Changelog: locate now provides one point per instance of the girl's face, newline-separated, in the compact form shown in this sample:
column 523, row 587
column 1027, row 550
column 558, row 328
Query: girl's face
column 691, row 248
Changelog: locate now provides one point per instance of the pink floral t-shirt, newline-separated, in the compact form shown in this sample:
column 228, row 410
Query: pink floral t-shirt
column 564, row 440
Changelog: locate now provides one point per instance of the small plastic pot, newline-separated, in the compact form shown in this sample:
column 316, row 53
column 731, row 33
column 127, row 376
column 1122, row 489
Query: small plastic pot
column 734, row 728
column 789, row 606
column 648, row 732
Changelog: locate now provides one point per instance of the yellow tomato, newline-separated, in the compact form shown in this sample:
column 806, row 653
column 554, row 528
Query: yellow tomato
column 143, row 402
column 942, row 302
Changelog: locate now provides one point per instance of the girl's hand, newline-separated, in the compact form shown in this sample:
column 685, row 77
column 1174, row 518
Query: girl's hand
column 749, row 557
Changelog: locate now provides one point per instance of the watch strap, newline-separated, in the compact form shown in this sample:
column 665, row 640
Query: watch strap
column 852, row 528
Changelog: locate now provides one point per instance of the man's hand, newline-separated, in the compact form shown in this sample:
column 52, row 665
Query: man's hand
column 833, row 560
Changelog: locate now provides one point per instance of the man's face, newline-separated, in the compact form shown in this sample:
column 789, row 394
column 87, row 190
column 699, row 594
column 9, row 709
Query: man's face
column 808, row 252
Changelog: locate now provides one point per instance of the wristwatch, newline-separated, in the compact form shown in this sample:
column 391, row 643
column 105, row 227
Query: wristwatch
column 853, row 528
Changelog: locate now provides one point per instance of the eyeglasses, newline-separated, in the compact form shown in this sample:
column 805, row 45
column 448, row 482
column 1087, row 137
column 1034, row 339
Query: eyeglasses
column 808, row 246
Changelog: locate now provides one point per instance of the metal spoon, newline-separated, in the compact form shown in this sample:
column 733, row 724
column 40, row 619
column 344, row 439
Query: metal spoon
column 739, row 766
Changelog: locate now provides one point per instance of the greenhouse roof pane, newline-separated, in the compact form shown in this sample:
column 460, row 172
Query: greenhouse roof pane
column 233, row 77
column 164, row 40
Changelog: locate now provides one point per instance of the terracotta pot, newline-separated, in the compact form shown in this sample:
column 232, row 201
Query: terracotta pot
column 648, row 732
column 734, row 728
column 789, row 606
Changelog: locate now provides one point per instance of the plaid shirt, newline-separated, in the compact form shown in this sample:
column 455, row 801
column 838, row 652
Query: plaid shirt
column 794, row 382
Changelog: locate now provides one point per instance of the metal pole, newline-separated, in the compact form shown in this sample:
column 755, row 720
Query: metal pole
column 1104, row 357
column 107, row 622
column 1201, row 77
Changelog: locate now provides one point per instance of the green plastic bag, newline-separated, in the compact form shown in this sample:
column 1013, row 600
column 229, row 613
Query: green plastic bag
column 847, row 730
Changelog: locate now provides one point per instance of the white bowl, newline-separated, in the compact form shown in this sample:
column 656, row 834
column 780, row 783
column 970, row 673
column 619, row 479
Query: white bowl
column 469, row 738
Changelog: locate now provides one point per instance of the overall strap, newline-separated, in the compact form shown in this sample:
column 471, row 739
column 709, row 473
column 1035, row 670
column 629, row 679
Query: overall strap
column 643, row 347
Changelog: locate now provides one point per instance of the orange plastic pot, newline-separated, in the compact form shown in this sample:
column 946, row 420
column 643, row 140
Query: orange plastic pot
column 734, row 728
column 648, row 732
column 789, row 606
++++++++++++++++++++
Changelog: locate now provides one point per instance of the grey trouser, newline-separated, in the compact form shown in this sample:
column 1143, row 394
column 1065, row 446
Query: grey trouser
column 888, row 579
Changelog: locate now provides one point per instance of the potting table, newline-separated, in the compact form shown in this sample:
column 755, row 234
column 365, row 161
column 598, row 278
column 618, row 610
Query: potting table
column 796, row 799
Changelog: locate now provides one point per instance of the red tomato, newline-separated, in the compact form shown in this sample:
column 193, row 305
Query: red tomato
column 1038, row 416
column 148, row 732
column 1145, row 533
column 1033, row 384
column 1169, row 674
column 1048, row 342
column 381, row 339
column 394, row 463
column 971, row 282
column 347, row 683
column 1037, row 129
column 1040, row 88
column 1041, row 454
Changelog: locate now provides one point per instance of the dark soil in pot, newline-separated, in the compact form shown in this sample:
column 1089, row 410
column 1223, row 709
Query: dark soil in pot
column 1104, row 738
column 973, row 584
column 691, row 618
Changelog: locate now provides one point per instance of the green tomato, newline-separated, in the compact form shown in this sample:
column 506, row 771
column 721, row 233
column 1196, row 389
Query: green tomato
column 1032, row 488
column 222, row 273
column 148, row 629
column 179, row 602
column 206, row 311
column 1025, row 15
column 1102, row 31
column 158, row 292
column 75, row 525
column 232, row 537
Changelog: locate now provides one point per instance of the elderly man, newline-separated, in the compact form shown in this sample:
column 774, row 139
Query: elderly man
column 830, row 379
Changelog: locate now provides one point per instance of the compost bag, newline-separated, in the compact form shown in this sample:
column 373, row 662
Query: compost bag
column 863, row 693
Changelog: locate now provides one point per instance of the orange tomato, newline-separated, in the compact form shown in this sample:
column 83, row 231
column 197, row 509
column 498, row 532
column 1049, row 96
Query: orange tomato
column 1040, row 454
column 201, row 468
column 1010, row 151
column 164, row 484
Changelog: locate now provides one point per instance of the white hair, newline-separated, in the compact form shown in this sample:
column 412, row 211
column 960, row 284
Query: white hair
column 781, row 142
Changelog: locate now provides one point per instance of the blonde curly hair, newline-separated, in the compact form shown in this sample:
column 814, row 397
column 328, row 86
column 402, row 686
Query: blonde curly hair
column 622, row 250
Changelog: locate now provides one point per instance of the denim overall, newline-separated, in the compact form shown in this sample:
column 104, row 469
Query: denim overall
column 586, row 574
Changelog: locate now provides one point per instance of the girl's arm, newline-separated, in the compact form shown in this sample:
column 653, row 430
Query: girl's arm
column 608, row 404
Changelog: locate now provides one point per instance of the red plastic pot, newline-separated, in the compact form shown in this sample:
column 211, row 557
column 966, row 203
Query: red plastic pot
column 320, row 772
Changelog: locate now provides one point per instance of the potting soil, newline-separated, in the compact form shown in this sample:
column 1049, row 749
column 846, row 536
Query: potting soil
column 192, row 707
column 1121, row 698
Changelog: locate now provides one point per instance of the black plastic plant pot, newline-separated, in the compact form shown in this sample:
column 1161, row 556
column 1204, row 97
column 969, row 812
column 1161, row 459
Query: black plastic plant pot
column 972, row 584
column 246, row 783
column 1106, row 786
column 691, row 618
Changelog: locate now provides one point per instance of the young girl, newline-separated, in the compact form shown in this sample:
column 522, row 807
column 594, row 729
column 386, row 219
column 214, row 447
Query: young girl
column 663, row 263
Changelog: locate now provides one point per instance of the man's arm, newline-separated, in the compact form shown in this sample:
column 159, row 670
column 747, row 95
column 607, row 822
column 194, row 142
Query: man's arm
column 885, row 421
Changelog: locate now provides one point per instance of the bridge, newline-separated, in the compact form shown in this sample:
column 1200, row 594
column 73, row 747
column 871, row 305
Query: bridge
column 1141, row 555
++++++++++++++++++++
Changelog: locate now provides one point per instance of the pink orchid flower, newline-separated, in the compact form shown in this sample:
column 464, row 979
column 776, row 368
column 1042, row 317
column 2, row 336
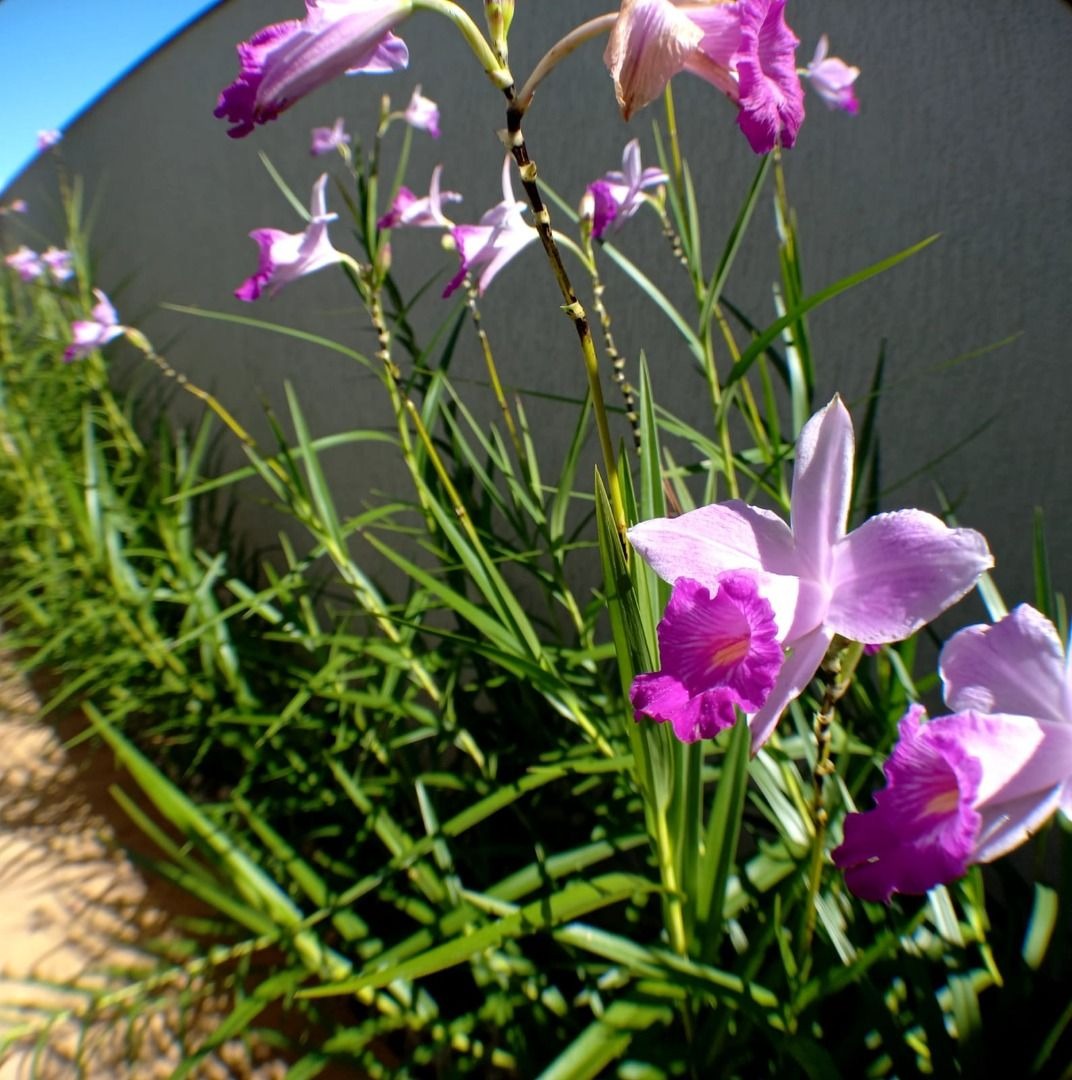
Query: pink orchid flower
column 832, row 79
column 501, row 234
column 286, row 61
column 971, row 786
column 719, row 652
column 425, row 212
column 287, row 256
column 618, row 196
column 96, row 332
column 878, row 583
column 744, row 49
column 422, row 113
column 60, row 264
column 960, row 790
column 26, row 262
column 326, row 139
++++++++++++++++++++
| Required task |
Recast everything from the line containing "bowl, newline-separated, in" down to the line containing "column 469, row 738", both included, as a JSON list of strings, one string per line and blank lines omitted.

| Complete output |
[
  "Changelog: locate now provides one point per instance of the white bowl, newline-separated, in the compact form shown in this sample:",
  "column 656, row 834",
  "column 780, row 783",
  "column 970, row 673",
  "column 619, row 479",
  "Query: white bowl",
  "column 469, row 738"
]